*PROMPT:* From the first line to the last, copy the data exactly and drop the pictures.
DATA RECORDS START
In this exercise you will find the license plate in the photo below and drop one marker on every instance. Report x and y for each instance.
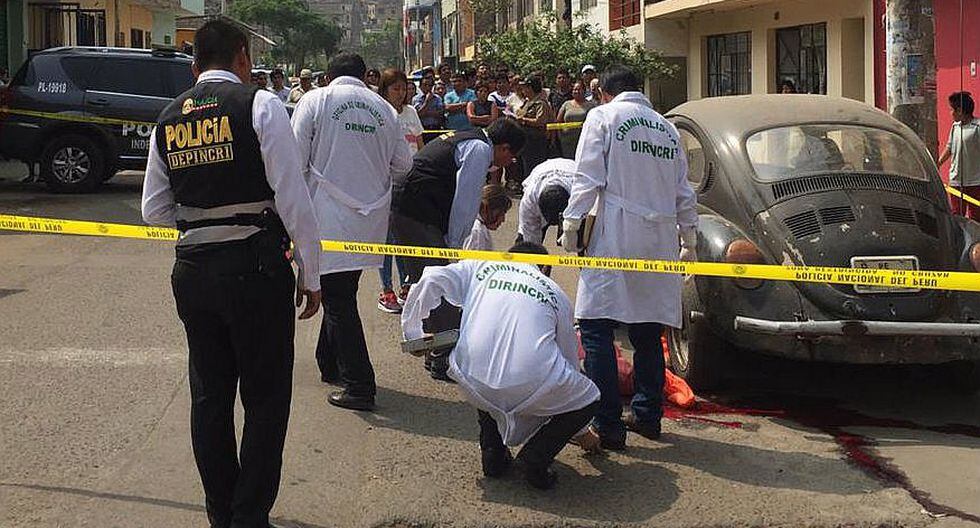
(909, 262)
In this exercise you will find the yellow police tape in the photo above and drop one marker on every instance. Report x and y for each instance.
(75, 118)
(932, 280)
(964, 197)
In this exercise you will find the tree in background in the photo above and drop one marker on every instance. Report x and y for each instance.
(302, 36)
(539, 47)
(382, 49)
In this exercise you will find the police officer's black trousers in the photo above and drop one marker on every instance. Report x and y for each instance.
(237, 309)
(411, 232)
(341, 351)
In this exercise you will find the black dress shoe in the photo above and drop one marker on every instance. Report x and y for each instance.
(344, 399)
(496, 462)
(610, 443)
(650, 431)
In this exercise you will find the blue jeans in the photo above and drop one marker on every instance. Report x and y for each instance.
(386, 282)
(600, 367)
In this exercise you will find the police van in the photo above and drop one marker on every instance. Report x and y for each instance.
(82, 114)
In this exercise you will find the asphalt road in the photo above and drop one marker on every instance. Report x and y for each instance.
(94, 420)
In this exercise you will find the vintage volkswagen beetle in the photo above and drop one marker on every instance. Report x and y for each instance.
(815, 180)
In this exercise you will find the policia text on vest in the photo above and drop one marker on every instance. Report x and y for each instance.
(198, 142)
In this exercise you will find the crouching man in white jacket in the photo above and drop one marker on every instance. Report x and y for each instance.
(516, 360)
(630, 165)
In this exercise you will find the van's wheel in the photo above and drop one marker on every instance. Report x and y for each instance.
(696, 353)
(73, 164)
(965, 377)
DATA RECORDS END
*ANSWER TO THIS EXERCISE:*
In this exercise you will find the license plate in the photo below and drop one marker on every instance. Report x and y for each instance.
(909, 262)
In this exercise you will find the yellow police tape in the photo above and drop one marker on every instance. Report x and y for each instance.
(75, 118)
(932, 280)
(964, 197)
In this exercise you will find the tree in background in the photo above and drop one marker on every instance. Report x and y for each instance.
(302, 36)
(539, 47)
(382, 49)
In this exercise you will find the police officer's black trousers in the photo above and drop one marker on every instance. Report x and y for each instance.
(237, 309)
(411, 232)
(341, 351)
In this exercise you will find the black dress shoe in the photo above and drop one marker on every instance. Report x and y for each instance.
(344, 399)
(496, 462)
(610, 443)
(650, 431)
In this exercise you will find the blue jeans in the photo above and drop one marker on every instance. Report x and y for each instance.
(386, 282)
(600, 367)
In this exercise you will find the police van in the photo above and drop one marker on every instance. Report x and y for each instance.
(82, 114)
In this exercise you will find the asphalt road in the photo above and drop one marker on every instance. Report x and y for each instance.
(94, 420)
In this exercise you will find the vintage volkswagen beetle in the photo above and drop one marker on every instance. Report x and y for each instance.
(815, 180)
In this exercise you will find the policia text on vest in the photo above and drop one marker on every instance. Report x and y for each instance.
(198, 142)
In this exercise you will find the crouching man in white jacket in the photo above and drop one marker on every instance. Report x and y for each instance.
(516, 360)
(630, 165)
In this exercise you will find the van's wheel in the photo above and drop one marker on every instance. Report x and y for each instance.
(696, 353)
(73, 164)
(965, 377)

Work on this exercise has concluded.